(Your task): Repeat the data below in full and exactly.

(Data under study):
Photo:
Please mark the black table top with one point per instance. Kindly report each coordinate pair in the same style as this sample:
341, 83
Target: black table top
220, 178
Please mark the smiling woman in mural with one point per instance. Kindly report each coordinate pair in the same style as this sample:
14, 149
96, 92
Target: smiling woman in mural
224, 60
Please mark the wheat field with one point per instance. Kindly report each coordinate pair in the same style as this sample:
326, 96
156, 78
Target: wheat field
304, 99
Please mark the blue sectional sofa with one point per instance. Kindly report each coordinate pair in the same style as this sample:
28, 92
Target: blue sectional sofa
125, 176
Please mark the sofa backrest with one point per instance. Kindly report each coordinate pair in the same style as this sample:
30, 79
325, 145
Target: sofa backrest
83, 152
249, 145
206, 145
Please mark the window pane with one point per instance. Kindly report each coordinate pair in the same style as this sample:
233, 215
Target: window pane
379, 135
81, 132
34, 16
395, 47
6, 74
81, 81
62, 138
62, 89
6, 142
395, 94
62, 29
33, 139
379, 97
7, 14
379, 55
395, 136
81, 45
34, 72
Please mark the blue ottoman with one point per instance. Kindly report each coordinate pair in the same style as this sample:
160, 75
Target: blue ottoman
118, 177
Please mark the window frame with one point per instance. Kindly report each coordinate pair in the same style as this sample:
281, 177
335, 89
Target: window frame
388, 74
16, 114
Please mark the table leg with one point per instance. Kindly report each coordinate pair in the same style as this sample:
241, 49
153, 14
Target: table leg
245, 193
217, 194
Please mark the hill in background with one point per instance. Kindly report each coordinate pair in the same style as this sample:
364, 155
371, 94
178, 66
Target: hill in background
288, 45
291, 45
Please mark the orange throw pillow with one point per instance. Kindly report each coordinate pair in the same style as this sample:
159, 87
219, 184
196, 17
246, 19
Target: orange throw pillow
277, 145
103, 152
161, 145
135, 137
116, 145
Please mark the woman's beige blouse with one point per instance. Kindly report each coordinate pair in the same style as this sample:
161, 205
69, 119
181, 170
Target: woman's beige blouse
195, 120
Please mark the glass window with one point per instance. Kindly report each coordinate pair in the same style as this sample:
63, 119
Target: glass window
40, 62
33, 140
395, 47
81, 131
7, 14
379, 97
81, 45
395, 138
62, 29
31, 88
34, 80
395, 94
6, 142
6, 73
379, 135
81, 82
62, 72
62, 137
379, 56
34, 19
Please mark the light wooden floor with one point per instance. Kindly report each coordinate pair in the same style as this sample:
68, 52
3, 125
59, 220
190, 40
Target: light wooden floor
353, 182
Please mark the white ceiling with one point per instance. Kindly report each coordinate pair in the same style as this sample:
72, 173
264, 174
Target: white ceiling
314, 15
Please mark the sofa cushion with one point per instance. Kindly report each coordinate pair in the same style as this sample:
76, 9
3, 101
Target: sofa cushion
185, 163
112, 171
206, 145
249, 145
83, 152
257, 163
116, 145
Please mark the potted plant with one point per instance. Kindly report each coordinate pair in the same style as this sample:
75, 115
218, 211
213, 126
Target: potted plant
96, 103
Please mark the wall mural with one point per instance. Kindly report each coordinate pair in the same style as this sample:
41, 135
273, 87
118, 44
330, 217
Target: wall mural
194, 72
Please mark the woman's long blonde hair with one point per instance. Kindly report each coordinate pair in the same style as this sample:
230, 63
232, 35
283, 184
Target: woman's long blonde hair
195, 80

(Task solution):
Photo:
Please mark the black table top with one point per instance. Kindly report each coordinate pair in the same style as this sample:
341, 83
Target: black table top
220, 178
Please mark the smiling woman in mural with one point per instance. Kindly report each coordinate pair in the same style as this sample:
14, 149
96, 92
Target: smiling woman in mural
224, 60
Please mark the wheat field with one point per instance. Kindly report each coordinate pair in the same style as this sample:
326, 96
156, 78
Target: wheat field
304, 99
Please mark the blue sectional sofa with one point per instance. Kindly report each coordinate pair in the same style as this sample:
28, 92
Target: blue sectional sofa
125, 176
Please mark the sofa backrest with one point per instance. Kindly report each coordinate pair in the same style as this sample:
30, 79
325, 145
Target: sofa backrest
83, 152
249, 145
206, 145
Please mark the window pane with one point per instance. Kindly report each coordinate pair in the same style as this sample:
233, 215
Target: window pane
379, 135
81, 132
34, 16
395, 47
6, 74
81, 81
62, 138
62, 89
6, 142
395, 94
62, 29
33, 139
379, 97
7, 14
379, 55
395, 136
81, 45
34, 72
Please mark the blue ottoman with one point per instance. Kindly report each coordinate pair in the same style as this sample:
160, 75
Target: blue ottoman
118, 177
Please mark the window frame with one point per instance. Kindly report each coordinate pair in the same style as this sample:
281, 177
335, 89
Target: window frame
388, 74
16, 114
Please mark the table leg with one point per instance. Kindly report each coordinate pair in the same style as this sample:
241, 49
153, 14
Target: table leg
245, 193
217, 194
Please mark the hill in background with one point per instance. Kindly report each coordinate pair in the same style as this sample:
364, 155
371, 94
178, 66
Target: hill in background
288, 45
291, 45
Please mark the orange throw pillow with one point per instance. Kindly report each coordinate pair in the same style as this sample:
159, 87
219, 184
196, 17
246, 19
Target: orange throw pillow
277, 145
103, 152
161, 145
135, 137
116, 145
Please mark the woman's beige blouse with one point per instance. Kindly report each coordinate pair in the same style as this sample:
161, 205
69, 119
181, 170
Target: woman's beige blouse
195, 120
Please mark the glass window with one point per instance. Kindly report each coordinate pair in the same style as this sample:
63, 119
Target: glass window
40, 62
33, 140
395, 47
81, 131
7, 14
379, 97
81, 45
395, 138
62, 29
31, 88
34, 80
395, 94
6, 142
6, 73
379, 135
81, 82
62, 72
62, 137
379, 56
34, 19
Please mark the light wooden floor with one point per instance. Kindly report each coordinate pair in the same style as this sample:
68, 52
3, 125
59, 220
190, 40
Target: light wooden floor
353, 182
Please mark the white ceiling with one point per instance. Kindly report each coordinate pair in the same style as this sample:
72, 173
264, 174
Target: white ceiling
314, 15
Please mark the sofa cushion with one point per instance. Kindly report each coordinate pair in the same style as this sample:
76, 9
3, 101
Target: sofa cushion
185, 163
112, 171
206, 145
249, 145
83, 152
257, 163
116, 145
Please mark the potted plant with one point per instance. Kindly report each coordinate pair in the same style as this sample:
75, 115
218, 211
213, 126
Target: potted plant
96, 103
Please mark the wall mural with one point per instance. Kindly report each coordinate pair in the same style as this sample:
41, 135
273, 87
118, 44
330, 217
Target: wall mural
194, 72
Please mark the woman's long blonde hair with one point per instance. Kindly report each coordinate pair in the same style as this sample:
230, 63
232, 35
283, 184
Target: woman's long blonde hair
195, 80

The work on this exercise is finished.